**WORK REQUIRED:** Give back exactly the lines from the start of the listing to the line containing "shaped like [94,151].", inclusive, and nothing beyond them.
*** DATA IN THIS EXERCISE ***
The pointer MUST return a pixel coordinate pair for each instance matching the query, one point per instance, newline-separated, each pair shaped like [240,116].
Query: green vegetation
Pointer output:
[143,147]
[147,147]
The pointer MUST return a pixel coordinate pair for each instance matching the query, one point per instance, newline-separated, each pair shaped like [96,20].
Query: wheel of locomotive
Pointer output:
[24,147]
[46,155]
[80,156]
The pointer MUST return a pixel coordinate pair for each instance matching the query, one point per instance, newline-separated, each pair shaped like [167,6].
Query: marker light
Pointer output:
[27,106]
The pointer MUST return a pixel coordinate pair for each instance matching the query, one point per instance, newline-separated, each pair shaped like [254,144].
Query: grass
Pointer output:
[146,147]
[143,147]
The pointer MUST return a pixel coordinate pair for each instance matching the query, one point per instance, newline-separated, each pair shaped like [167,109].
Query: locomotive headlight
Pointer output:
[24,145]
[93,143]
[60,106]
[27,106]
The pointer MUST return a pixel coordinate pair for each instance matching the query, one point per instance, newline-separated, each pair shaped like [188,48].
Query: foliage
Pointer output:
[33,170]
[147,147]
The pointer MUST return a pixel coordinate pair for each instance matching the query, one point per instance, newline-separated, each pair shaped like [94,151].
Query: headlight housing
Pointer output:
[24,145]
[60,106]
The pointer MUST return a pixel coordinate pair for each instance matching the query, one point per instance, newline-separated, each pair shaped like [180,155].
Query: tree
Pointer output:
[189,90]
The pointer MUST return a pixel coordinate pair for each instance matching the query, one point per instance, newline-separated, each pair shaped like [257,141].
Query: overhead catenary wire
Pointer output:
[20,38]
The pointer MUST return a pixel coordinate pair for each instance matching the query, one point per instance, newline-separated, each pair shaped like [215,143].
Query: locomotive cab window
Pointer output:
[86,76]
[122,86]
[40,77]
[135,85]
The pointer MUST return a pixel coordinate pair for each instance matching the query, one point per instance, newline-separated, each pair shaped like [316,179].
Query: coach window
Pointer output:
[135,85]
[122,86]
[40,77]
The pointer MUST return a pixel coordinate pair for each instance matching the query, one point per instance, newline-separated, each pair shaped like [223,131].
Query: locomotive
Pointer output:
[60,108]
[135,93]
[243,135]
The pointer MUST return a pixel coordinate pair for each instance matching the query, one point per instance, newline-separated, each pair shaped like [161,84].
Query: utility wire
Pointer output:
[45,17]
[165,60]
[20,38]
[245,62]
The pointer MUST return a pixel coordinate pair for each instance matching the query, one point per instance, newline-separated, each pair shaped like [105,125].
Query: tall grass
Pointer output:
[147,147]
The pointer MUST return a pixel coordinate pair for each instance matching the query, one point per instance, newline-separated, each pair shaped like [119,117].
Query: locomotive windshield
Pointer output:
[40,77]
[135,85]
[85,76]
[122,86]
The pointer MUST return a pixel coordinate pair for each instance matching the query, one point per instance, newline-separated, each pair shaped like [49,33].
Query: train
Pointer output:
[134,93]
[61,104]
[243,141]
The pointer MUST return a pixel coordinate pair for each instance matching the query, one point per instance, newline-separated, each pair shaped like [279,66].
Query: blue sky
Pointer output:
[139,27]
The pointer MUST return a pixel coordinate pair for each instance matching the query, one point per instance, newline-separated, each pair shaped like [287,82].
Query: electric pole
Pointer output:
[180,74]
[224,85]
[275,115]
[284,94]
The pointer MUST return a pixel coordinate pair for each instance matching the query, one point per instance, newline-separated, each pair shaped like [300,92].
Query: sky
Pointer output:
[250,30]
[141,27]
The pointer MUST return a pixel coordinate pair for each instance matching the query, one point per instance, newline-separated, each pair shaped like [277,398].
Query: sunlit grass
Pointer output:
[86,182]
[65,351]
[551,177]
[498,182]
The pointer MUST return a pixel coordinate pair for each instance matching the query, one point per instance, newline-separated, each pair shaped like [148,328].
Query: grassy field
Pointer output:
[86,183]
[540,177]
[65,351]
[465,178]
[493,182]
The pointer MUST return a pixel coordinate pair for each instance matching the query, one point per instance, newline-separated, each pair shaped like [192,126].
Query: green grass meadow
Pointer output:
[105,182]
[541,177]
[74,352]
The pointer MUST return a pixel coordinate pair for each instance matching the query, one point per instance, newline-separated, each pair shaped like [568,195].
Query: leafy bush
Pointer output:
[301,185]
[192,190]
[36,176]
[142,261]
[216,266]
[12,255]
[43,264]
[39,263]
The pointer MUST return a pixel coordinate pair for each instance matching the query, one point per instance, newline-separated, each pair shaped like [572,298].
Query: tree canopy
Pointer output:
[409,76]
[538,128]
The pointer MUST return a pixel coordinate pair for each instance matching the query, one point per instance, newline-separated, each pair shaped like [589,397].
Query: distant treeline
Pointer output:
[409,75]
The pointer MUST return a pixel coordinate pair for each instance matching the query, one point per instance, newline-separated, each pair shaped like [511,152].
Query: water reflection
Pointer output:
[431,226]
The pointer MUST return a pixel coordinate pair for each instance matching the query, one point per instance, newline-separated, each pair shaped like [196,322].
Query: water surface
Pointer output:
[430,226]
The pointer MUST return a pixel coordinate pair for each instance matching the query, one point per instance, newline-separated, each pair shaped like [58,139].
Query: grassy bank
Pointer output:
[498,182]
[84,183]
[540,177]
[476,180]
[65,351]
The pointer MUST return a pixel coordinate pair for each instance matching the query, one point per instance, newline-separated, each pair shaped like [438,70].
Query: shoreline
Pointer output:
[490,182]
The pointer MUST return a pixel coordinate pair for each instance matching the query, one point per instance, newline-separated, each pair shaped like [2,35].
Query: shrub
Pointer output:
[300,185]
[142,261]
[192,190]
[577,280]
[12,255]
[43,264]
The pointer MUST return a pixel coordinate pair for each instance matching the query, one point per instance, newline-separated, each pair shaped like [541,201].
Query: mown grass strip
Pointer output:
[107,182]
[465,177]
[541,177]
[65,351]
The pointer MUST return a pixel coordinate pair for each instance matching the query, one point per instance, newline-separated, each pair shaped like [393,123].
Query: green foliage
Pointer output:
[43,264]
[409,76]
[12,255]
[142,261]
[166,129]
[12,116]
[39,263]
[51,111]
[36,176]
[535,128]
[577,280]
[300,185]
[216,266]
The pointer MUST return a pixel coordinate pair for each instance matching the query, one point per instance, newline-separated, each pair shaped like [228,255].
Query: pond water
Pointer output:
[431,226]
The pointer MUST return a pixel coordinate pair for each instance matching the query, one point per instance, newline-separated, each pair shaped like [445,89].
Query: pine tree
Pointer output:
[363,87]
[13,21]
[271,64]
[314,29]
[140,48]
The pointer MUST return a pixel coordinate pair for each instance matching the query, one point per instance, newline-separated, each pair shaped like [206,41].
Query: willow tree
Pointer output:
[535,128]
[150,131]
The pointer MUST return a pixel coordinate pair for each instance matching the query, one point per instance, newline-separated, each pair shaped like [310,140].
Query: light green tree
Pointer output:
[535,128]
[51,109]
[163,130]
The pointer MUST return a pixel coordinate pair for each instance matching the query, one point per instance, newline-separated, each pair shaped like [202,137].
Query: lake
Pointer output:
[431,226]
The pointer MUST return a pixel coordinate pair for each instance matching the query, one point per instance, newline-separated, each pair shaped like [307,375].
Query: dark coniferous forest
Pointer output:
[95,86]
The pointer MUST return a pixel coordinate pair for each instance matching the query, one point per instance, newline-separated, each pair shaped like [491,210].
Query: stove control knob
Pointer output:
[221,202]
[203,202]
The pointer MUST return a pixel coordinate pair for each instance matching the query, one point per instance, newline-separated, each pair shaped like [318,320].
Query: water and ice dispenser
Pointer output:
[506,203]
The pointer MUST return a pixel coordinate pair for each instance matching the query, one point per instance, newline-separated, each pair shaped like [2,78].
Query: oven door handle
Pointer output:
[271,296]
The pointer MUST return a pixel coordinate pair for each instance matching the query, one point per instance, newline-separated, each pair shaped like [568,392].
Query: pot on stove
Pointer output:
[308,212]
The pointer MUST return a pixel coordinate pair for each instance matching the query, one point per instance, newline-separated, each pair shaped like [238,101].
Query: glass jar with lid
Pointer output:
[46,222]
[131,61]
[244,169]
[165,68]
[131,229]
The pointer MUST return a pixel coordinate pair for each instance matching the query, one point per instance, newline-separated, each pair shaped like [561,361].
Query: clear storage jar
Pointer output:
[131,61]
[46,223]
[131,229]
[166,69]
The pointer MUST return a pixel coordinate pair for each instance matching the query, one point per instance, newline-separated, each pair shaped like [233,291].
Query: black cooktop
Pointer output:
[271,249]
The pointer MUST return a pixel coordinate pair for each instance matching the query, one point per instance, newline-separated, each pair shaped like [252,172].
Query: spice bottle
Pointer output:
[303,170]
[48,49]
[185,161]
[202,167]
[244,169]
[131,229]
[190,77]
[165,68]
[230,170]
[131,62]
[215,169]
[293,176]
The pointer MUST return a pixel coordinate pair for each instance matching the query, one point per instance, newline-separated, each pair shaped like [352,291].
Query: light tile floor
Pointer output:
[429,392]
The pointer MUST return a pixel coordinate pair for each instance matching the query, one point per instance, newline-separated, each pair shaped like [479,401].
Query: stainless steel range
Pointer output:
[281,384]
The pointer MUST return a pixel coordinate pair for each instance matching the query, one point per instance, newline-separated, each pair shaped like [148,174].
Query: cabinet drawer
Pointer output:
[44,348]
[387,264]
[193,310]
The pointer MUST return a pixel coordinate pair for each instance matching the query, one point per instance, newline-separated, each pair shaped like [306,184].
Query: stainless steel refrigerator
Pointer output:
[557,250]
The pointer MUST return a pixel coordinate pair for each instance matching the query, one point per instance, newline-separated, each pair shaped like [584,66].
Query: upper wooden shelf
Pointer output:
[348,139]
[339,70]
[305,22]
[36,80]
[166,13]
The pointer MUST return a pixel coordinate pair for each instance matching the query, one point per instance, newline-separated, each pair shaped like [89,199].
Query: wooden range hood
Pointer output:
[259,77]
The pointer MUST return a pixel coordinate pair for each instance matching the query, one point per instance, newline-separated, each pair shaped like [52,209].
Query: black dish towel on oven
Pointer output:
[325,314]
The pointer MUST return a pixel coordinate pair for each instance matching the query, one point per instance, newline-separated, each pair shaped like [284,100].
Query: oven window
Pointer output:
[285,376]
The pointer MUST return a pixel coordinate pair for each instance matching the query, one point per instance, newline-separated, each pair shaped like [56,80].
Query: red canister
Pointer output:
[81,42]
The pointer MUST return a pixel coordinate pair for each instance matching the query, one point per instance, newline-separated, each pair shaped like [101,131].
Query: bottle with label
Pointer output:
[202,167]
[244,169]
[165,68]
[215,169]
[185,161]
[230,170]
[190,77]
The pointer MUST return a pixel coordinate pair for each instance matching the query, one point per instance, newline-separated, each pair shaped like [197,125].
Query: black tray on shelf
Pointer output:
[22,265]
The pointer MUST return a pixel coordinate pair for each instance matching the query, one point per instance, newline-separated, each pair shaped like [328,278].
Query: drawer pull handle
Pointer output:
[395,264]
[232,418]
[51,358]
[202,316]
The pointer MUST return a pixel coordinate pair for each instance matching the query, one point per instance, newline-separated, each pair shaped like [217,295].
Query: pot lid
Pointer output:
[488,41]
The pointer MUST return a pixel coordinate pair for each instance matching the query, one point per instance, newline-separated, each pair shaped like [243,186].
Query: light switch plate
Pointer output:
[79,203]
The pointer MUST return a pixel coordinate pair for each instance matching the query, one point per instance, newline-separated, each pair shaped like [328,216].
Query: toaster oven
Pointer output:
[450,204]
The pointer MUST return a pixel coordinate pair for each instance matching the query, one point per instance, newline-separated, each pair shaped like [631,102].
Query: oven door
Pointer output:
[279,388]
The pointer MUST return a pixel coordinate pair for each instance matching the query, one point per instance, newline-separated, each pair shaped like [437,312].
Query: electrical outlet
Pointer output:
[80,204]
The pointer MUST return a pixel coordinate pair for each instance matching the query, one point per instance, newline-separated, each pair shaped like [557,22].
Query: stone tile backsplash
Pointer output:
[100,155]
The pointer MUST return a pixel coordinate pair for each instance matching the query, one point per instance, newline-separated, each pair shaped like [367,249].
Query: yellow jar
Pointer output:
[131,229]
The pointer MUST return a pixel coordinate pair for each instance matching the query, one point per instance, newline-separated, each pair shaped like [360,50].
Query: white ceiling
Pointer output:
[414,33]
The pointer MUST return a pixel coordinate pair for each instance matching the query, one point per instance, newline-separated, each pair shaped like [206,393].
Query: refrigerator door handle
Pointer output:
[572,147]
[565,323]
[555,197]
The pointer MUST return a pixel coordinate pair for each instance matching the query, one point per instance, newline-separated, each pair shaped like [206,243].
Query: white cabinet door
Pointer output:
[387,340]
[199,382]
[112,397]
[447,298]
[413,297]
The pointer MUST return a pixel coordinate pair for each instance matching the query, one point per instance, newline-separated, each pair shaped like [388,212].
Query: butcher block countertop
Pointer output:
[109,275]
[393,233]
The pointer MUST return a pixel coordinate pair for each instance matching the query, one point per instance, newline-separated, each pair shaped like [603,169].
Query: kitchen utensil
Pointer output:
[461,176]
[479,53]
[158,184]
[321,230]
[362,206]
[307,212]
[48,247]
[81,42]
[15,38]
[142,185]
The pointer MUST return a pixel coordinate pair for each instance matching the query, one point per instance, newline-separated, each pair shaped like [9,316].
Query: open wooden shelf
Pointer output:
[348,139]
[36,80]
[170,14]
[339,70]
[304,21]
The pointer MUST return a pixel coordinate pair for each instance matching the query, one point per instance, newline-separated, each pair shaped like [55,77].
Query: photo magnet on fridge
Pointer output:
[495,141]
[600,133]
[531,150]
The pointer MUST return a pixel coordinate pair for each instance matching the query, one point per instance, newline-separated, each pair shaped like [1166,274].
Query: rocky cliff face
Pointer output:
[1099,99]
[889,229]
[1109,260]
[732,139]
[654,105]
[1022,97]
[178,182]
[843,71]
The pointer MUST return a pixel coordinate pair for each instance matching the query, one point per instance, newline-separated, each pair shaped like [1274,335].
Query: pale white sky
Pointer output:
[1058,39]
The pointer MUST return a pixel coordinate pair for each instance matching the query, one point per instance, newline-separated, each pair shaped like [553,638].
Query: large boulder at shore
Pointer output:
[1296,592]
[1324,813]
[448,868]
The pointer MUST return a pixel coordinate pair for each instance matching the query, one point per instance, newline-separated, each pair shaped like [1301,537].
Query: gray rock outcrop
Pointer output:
*** End of DATA IN THIS EXERCISE ***
**REPLY TO THE EXERCISE:**
The pointer MUST return a pixel coordinate pair for each instance matching the query, one point per instance, newline-separated, each pair shaped like [240,116].
Query: green vegetation
Pointer output:
[143,147]
[147,147]
The pointer MUST return a pixel coordinate pair for each instance matching the query, one point per instance, newline-separated, each pair shaped like [96,20].
Query: wheel of locomotive
Pointer output:
[24,147]
[46,155]
[80,156]
The pointer MUST return a pixel coordinate pair for each instance matching the query, one point per instance, newline-separated, each pair shaped like [167,6].
Query: marker light
Pointer output:
[27,106]
The pointer MUST return a pixel coordinate pair for each instance matching the query, one point per instance, newline-separated, each pair shaped like [254,144].
Query: grass
Pointer output:
[146,147]
[143,147]
The pointer MUST return a pixel coordinate pair for each instance matching the query, one point per instance, newline-separated, each pair shaped like [167,109].
Query: locomotive headlight
Pointer output:
[24,145]
[93,143]
[60,106]
[27,106]
The pointer MUST return a pixel coordinate pair for each instance matching the query, one point per instance, newline-separated, each pair shaped like [188,48].
Query: foliage
Pointer output:
[33,170]
[147,147]
The pointer MUST return a pixel coordinate pair for each instance matching the query, one point per instance, newline-separated, each pair shaped like [94,151].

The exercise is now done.